What you will do:
- A) Please copy the pianist profiles word for word, from "Martignon’s abilities as" up to and including "Bach and Debussy.".
- B) Answer these questions using the pianist profiles:
(i) From which school did Arcoiris Sandoval earn her Master's degree?
(ii) In what year did she release her debut Sonic Asylum Trio album?
(iii) At what institution did Martignon study classical piano and composition?
- C) Extend the pianist profiles by writing on from their last sentence.

Page text:
+--

Arcoiris Sandoval is a jazz pianist and composer residing in New York City originally from Tucson, Arizona. She is the leader of the Sonic Asylum trio and quintet, Co Director of the environmentally motivated orchestra The D.O.M.E. Experience along with bassist Mimi Jones and is the Musical Director for vocalist Allan Harris. She obtained her Master’s degree in jazz piano performance from the Manhattan School of Music and has won 2013 and 2015 ASCAP young jazz composer awards in addition to being a semifinalist at in the Montreux Solo Jazz Piano competition in 2012, a participant in the Mary Lou Williams Festival, Betty Carter Jazz Ahead and the Metropole Orkest Arrangers Workshop. Her arrangement of Richard Bona’s “Please Don’t Stop” was performed by the Metropole Orkest at the 2016 BBC Proms tribute to Quincy Jones. She performs at major festivals and clubs around the world with vocalist Allan Harris as well as with her own projects. She is a Next Jazz Legacy nominee, and is a recipient of the 2021 Chamber Music America Performance plus grant. She released her debut Sonic Asylum Trio album in 2018 with MEII Enterprises entitled “First Voyage” – featuring Marty Kenney on bass and Allan Mednard on drums and it won a Global Music Award.

Martignon’s abilities as a pianist have always been enriched by his interest in varied musical genres. He paid for his studies of classical piano and composition at the prestigious Freiburger Musikhochschule in Germany by performing with the best Afro-Cuban and Brazilian bands of Europe, backing stars such as Celia Cruz and Ismael Quintana on their European tours, and recording with Tata Güiness and Arturo Sandoval. Hector studied contemporary composition with masters like Gyorgi Ligetti, Luigi Nono and Karl Heinz Stockhausen. He performs as a jazz and classical music pianist worldwide, and is as at home with modern jazz as he is with the music of Chopin, Bach and Debussy.

+--

Records from a data source
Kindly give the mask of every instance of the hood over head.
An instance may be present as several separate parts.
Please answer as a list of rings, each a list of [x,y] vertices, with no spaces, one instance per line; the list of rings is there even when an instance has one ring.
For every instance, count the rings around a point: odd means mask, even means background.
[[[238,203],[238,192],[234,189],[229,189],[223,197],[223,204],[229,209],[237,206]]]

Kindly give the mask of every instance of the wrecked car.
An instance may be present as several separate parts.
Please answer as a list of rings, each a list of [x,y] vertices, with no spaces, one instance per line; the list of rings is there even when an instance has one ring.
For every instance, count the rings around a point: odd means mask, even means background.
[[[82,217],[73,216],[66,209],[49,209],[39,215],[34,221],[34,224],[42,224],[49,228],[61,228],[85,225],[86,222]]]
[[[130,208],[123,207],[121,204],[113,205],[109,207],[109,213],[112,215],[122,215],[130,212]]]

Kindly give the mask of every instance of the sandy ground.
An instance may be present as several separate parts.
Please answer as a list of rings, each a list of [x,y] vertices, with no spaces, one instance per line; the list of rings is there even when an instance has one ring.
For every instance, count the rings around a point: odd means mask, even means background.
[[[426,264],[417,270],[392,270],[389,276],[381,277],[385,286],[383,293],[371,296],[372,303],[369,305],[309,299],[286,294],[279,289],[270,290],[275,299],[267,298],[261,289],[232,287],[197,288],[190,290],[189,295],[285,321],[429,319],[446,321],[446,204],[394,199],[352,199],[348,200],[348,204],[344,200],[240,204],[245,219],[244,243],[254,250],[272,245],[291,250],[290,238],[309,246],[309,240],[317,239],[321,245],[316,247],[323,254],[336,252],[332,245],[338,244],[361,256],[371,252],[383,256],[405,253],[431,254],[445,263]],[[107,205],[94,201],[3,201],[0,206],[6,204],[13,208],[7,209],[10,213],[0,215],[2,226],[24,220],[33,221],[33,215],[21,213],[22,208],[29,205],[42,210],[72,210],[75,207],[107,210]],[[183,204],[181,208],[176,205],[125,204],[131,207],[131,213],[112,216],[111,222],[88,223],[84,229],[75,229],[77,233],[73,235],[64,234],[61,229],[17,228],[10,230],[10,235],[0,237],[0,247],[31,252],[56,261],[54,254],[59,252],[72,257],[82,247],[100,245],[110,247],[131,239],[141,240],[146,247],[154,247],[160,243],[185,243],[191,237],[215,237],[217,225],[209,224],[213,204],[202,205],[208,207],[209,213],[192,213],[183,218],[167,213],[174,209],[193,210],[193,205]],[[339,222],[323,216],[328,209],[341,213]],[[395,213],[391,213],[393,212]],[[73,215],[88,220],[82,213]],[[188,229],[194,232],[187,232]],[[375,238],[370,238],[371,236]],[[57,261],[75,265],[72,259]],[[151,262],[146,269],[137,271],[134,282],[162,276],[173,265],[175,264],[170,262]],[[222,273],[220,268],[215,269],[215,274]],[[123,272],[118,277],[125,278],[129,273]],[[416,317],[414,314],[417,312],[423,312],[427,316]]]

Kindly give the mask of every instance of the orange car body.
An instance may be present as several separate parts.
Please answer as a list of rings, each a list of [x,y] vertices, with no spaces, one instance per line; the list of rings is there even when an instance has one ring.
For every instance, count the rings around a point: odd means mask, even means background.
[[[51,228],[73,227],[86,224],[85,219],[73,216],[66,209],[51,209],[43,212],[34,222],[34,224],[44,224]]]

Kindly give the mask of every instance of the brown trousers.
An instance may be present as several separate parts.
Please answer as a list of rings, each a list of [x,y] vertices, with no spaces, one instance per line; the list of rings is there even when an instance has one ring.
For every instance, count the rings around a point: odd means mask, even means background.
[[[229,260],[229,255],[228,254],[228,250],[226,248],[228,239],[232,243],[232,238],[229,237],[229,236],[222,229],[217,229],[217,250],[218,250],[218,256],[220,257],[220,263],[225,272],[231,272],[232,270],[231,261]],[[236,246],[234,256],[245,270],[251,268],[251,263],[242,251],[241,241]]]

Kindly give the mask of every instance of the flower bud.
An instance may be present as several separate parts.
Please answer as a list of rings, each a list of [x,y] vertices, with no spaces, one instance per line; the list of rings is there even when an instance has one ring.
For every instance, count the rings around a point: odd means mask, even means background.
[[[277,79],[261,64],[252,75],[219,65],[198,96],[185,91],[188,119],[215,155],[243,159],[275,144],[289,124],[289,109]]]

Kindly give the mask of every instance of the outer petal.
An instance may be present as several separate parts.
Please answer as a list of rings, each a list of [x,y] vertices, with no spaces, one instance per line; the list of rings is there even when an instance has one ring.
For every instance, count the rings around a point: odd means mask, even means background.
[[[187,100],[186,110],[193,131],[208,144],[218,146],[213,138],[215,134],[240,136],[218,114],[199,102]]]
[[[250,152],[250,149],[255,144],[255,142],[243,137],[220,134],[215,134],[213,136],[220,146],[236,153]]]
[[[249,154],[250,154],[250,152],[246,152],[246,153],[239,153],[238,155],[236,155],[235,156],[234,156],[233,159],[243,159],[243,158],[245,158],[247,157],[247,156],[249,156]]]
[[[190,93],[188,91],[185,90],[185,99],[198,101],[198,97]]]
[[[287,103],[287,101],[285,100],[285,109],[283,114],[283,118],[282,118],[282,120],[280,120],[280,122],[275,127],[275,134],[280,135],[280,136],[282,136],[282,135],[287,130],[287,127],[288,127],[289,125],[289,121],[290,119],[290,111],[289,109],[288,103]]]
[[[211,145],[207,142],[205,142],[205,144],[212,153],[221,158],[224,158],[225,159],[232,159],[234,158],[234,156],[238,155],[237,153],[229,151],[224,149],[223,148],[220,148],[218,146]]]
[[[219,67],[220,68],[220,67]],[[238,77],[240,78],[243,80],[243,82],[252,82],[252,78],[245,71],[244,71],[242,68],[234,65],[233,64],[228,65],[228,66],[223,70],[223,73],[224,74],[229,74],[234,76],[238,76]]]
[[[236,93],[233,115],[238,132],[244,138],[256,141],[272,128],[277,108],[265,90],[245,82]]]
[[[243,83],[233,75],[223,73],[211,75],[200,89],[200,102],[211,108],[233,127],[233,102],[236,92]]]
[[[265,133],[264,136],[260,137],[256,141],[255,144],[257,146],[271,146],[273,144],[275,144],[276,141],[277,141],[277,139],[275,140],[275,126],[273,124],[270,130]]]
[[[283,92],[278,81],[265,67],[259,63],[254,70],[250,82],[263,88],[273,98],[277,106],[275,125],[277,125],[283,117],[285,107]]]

+--

Response list:
- A)
Martignon’s abilities as a pianist have always been enriched by his interest in varied musical genres. He paid for his studies of classical piano and composition at the prestigious Freiburger Musikhochschule in Germany by performing with the best Afro-Cuban and Brazilian bands of Europe, backing stars such as Celia Cruz and Ismael Quintana on their European tours, and recording with Tata Güiness and Arturo Sandoval. Hector studied contemporary composition with masters like Gyorgi Ligetti, Luigi Nono and Karl Heinz Stockhausen. He performs as a jazz and classical music pianist worldwide, and is as at home with modern jazz as he is with the music of Chopin, Bach and Debussy.

- B)
(i) The Manhattan School of Music
(ii) 2018
(iii) The Freiburger Musikhochschule in Germany

- C)
Cuban-born pianist Axel Tosca is a dynamic performer known for his genre-bending mix of Jazz, Latin, and Timba music. Born in Cuba in 1983, he grew up in a prestigious musical family. His mother (and companion for this festival) is the renowned Trova singer Xiomara Laugart and his father, the folk singer-guitarist Alberto Tosca. Introduced to guitar at age four, Tosca was also playing piano by age seven and soon joined his parents on-stage. At music school, one of his teachers was Miriam Valdez, the daughter of Cuban piano legends Bebo Valdes and sister of Chucho Valdes. In addition to classical music, jazz, and Latin traditions, he also discovered hip-hop and played with The Roots when they toured Cuba. Tosca won multiple piano competitions at home, then he moved to the United States in 2005. In Las Vegas, he joined the Havana Nights revue and played for two years at the world-famous Stardust Casino and Resort. Tosca has worked with George Clinton, BeBe Winans, Mae-Sun, Steve Gadd, Ray Chew, Lenny White, Pino Palladino, Giovanni Hidalgo, Jocelyn Brown, Karren Wheeler, Monique Bingham, Godwin Lewis and J Balvin and Bad Bunny, among others.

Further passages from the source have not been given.